◆ Goal
Show every line of the records that contains the word "collar", matching case exactly.

---- Data for this exercise

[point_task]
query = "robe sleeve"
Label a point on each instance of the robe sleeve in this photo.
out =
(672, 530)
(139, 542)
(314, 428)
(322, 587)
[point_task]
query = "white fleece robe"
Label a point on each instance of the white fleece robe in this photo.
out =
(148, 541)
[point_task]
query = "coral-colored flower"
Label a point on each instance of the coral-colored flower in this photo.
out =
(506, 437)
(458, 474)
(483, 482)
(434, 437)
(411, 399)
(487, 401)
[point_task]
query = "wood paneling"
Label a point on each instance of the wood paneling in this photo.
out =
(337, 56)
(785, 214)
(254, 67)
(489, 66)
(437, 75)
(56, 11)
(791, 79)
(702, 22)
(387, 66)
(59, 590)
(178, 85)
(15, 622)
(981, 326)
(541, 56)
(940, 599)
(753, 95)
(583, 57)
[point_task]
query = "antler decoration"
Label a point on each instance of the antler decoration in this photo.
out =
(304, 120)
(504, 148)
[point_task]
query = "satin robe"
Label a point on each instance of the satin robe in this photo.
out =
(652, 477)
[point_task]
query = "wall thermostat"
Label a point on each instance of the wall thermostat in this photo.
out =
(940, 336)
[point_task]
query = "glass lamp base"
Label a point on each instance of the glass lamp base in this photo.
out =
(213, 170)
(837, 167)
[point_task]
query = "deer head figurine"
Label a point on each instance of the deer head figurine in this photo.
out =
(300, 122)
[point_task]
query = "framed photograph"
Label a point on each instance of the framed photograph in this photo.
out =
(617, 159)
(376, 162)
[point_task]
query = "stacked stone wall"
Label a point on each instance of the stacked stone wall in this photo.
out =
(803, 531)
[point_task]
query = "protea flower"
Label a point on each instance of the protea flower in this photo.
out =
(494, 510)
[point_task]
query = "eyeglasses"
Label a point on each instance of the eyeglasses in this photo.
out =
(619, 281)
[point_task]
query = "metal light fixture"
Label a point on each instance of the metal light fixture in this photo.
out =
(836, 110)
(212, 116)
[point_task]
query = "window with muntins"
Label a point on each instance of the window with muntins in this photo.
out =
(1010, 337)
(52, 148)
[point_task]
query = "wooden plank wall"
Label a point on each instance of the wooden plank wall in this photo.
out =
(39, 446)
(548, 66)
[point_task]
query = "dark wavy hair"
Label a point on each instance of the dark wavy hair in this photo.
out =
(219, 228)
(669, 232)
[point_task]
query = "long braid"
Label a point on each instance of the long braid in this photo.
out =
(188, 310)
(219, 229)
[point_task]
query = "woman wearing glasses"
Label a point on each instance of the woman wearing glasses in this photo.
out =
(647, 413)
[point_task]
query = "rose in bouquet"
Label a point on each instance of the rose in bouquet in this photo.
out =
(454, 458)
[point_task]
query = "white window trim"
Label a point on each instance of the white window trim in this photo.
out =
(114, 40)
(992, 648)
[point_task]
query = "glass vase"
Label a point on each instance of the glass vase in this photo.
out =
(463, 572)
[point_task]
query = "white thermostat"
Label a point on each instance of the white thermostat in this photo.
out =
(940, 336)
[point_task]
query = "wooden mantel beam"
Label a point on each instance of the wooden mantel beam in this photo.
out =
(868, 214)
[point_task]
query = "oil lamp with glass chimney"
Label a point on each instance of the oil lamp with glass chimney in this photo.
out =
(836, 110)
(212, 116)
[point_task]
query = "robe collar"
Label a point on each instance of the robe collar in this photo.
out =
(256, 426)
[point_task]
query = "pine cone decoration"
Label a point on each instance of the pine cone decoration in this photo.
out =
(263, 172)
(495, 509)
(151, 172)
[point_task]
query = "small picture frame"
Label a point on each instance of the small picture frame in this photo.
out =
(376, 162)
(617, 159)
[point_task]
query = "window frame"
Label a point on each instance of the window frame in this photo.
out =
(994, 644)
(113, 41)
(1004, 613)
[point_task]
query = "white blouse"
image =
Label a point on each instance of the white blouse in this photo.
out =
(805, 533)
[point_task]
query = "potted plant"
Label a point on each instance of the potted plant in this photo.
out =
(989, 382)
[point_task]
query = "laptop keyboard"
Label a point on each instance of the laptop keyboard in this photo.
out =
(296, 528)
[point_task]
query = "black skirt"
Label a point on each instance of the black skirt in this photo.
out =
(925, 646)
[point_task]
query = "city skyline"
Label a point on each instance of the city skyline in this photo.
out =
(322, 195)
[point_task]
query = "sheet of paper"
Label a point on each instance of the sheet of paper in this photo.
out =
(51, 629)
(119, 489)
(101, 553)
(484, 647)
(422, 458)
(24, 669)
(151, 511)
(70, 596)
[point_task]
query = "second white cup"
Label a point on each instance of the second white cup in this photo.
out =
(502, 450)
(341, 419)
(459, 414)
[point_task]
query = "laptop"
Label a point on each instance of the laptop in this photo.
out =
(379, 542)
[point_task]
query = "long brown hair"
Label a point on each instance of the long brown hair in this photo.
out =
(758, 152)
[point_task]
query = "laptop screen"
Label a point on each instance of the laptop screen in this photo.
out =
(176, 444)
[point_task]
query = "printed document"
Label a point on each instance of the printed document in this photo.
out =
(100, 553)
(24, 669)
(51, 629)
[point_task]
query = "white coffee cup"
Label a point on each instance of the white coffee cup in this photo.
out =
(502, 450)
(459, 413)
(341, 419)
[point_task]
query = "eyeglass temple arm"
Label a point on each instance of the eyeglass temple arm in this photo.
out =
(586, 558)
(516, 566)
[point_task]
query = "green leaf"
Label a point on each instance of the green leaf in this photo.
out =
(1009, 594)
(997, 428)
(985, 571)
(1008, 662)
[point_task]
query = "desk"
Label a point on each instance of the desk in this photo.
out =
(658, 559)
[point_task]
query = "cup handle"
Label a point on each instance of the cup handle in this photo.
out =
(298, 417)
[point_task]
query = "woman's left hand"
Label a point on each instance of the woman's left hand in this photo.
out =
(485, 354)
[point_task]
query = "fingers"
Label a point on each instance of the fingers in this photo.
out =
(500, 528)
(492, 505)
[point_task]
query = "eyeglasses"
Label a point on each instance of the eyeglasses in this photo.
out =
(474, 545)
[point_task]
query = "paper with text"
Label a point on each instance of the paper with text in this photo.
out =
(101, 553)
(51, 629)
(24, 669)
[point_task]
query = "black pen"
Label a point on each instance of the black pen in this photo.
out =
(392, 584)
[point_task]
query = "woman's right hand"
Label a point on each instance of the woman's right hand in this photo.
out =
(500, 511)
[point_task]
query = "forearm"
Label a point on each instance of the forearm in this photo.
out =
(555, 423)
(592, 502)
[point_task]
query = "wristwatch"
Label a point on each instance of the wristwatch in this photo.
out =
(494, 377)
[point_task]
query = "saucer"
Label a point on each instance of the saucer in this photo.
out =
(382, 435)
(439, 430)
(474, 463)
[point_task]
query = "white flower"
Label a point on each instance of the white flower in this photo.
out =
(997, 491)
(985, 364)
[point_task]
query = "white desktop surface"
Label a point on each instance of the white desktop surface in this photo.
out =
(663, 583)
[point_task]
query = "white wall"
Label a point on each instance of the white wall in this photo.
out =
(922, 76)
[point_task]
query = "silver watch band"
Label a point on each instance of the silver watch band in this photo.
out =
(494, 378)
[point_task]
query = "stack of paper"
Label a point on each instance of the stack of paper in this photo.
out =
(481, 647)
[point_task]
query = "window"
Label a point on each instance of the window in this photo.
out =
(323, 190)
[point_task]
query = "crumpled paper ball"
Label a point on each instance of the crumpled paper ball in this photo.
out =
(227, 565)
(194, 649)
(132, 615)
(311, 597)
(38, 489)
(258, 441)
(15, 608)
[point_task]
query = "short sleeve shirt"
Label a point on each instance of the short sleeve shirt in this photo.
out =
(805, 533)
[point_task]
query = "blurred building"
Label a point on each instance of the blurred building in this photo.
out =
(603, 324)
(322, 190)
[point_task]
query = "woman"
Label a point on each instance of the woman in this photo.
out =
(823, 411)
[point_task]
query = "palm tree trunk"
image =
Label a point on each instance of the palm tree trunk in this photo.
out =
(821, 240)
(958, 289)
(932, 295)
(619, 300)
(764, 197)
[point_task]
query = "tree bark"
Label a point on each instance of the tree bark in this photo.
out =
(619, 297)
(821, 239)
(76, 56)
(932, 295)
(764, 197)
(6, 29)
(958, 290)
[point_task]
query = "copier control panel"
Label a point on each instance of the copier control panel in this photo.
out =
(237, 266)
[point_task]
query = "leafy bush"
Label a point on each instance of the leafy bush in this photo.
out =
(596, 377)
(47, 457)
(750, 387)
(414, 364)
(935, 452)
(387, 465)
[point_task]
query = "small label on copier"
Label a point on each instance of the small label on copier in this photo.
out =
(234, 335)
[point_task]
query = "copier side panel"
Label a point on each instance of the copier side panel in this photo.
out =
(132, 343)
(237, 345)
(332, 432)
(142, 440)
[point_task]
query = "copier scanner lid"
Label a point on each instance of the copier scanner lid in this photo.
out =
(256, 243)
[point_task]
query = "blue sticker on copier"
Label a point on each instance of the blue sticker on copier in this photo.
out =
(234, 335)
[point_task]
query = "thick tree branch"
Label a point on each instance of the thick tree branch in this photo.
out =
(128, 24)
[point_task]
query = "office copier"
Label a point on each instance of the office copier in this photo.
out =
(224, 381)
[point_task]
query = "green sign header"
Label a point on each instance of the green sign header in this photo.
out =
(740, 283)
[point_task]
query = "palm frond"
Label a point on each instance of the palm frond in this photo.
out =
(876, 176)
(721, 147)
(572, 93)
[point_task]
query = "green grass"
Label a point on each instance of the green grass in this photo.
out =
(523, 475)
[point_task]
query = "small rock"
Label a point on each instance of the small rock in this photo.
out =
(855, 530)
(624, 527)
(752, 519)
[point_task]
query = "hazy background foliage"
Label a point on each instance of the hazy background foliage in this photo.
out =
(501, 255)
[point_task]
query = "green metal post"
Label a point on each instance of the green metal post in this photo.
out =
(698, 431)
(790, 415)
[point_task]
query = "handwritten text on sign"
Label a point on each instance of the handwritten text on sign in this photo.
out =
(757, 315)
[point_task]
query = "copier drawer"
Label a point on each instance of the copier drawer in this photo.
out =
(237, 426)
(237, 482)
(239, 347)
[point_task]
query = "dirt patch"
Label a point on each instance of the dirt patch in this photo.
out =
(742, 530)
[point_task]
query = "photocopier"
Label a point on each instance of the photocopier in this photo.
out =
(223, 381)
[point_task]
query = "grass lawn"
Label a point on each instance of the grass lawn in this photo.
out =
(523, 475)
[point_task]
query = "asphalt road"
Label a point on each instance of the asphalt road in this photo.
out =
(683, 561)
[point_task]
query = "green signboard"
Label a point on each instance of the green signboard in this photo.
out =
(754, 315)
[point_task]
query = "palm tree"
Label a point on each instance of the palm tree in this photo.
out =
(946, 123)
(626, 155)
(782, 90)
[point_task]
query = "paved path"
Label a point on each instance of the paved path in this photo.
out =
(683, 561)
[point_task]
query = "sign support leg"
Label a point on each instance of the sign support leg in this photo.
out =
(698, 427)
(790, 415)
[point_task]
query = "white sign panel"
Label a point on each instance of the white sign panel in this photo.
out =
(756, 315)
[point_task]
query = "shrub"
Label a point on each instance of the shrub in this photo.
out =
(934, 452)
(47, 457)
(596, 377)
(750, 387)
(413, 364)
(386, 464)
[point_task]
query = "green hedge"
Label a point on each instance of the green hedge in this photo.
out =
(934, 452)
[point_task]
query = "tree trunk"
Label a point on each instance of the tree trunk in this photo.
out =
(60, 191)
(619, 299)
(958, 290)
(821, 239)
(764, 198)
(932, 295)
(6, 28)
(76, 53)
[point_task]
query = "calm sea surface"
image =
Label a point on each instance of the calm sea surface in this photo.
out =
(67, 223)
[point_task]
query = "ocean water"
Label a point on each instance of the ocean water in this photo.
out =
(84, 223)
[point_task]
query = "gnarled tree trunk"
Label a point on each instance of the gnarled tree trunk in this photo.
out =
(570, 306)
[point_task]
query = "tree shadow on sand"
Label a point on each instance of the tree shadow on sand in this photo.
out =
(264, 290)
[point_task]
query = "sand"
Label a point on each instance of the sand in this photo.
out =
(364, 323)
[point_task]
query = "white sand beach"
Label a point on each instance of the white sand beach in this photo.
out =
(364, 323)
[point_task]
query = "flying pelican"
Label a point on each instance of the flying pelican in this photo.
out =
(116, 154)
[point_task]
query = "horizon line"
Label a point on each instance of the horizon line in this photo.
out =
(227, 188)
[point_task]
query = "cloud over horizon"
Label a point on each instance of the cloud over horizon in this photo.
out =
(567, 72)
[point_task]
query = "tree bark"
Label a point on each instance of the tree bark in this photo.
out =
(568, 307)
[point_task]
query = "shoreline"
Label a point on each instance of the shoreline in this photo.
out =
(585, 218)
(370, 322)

--------

◆ Solved problem
query = "robe collar"
Label a point on each instance of the robe collar in this photo.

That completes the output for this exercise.